> [Text to read]:
•••

The Brooke Group case also is factually distinguishable. As other courts have observed, there is nothing in the Brooke Group decision to suggest that the subject service of suit clause required the syndicate underwriters to abide by the final decisions of the insured's chosen forum. See, e.g., Transit Cas. Co. in Receivership v. Certain Underwriters at Lloyd's of London, 963 S.W.2d 392, 401 (Mo. Ct. App. 1998). The Service of Suit Clauses do so provide. Moreover, in Brooke Group, the court was tasked with reconciling a service of suit clause with a competing, mandatory arbitration clause. 87 N.Y.2d at 533, 640 N.Y.S.2d 479, 663 N.E.2d 635. The court recognized an "apparent conflict" between the mandatory arbitration provision and the service of suit clause, and, thus, gave more limited effect to the service of suit clause than it might have done had the insureds not waived their right to a judicial forum. Id. at 533-34, 640 N.Y.S.2d 479, 663 N.E.2d 635; see Transit Cas. Co., 963 S.W.2d at 401. No party has alleged that Veros waived its rights to bring the Claims in a judicial forum, and the only arbitration provision in the Certificate appears in the General Conditions and is headed "Arbitration Clause (For All Territories Excluding USA)." (See Certificate at 13 (emphasis added).)
Price, an intermediate appellate decision that pre-dates Brooke Group, involved a motion by the insured to dismiss a declaratory judgment action commenced by the underwriters in New York state court. Subsequent to the filing of the New York action, the insured filed suit in Missouri and argued that, under the service of suit clause in the insurance contract, it had the exclusive right to select the forum for litigation. Finding that it would be unreasonable to require the underwriters to litigate in any jurisdiction selected by the insured, no matter how remote, the court held the service of suit clause did not give the insured the exclusive right to select the forum. 619 N.Y.S.2d at 418-19. The crux of the Price holding is that the subject service of suit clause did not "block an otherwise valid action brought by [the] insurer." Id. at 418. The Service of Suit Clauses in the Certificate expressly allow the Underwriters to commence suit in another United States court — stating that the clauses do not operate to waive such right. (See Certificate at 8, 17.) The Price court did not hold that the consent to "jurisdiction" in the subject service of suit clause was in personam only. Instead, as in Brooke Group, the consent to the insured's chosen forum was treated as permissive, not mandatory, or otherwise unenforceable. 619 N.Y.S.2d at 417-19.

•••

> [Stated goal 1]: Reproduce the listing, starting at its first line and ending after the line that contains "[447,237,480,270]", with both of those lines included. Leave the picture out of your copy.
The listing that follows is unrelated to the text above it.

•••

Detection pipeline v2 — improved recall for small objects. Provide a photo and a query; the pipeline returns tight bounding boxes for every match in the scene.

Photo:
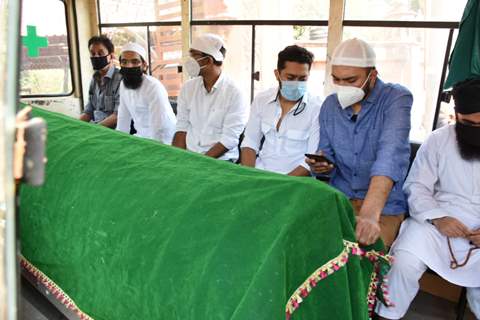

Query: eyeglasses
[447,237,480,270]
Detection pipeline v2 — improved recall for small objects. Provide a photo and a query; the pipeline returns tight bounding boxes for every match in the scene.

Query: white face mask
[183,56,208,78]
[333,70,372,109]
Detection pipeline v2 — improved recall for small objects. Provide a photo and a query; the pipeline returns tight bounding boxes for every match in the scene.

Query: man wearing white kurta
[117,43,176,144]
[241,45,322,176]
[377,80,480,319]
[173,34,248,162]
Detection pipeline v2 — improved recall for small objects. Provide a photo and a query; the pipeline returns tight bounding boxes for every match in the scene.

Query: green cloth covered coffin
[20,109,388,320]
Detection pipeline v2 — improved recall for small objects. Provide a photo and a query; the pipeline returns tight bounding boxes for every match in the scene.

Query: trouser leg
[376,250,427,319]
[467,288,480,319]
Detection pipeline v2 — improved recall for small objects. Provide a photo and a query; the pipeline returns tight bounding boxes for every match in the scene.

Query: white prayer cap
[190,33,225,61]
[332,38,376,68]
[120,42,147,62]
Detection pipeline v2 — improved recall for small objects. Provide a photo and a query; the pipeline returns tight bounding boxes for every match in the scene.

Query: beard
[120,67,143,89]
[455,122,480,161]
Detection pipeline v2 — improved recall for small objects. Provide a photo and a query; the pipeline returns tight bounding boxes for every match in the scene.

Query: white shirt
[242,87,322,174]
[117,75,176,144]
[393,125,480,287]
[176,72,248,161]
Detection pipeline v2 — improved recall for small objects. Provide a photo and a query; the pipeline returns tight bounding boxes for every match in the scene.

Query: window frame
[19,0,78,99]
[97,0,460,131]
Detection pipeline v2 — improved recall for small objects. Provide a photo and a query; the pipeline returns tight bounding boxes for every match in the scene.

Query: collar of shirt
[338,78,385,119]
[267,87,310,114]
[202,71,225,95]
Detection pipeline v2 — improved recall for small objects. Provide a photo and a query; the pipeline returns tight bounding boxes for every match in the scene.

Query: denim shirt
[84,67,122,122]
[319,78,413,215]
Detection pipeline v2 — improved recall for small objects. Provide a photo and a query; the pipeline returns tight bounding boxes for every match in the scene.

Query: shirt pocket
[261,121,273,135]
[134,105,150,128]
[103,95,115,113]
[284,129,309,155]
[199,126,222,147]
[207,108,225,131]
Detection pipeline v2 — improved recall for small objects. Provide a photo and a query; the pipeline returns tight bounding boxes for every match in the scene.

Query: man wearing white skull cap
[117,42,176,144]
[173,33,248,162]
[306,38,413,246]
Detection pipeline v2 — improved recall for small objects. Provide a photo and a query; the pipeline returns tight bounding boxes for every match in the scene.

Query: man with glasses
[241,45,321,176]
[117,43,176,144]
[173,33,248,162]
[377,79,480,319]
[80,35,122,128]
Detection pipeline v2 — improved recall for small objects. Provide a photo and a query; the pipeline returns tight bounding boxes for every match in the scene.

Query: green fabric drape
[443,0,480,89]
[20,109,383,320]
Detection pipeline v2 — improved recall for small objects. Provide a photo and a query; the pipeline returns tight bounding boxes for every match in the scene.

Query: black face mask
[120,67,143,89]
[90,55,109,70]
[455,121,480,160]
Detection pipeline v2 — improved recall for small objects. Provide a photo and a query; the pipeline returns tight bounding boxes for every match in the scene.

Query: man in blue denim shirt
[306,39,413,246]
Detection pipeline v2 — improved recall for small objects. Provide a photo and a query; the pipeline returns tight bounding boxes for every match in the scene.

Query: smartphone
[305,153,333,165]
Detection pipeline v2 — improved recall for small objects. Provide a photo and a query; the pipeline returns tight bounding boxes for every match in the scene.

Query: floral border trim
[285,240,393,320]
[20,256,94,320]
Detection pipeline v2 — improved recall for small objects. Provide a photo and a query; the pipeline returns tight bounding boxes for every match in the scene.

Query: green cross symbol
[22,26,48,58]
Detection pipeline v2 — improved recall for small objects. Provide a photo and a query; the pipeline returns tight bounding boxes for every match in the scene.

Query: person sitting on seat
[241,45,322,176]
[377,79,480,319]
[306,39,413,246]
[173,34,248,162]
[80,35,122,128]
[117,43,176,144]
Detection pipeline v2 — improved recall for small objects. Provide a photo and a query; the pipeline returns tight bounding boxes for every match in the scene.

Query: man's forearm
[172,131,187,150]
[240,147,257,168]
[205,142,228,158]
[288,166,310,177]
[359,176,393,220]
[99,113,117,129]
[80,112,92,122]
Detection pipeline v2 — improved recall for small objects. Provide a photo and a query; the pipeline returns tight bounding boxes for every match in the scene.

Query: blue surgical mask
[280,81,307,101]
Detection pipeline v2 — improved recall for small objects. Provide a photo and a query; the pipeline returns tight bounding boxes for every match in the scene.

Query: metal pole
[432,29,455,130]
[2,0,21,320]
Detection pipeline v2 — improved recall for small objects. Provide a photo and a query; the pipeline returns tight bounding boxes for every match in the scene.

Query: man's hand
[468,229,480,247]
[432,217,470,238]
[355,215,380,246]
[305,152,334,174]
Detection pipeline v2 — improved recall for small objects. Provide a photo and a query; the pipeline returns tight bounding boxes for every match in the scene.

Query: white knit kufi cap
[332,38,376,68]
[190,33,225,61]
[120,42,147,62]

•••

> [Stated goal 2]: In the passage on service of suit clauses, why did the Price court hold that the clause did not give the insured the exclusive right to select the forum?

> [Correct answer 1]:
Detection pipeline v2 — improved recall for small objects. Provide a photo and a query; the pipeline returns tight bounding boxes for every match in the scene.

Photo:

Query: eyeglasses
[447,237,480,270]

> [Correct answer 2]: The court found that it would be unreasonable to require the underwriters to litigate in any jurisdiction the insured selected, no matter how remote.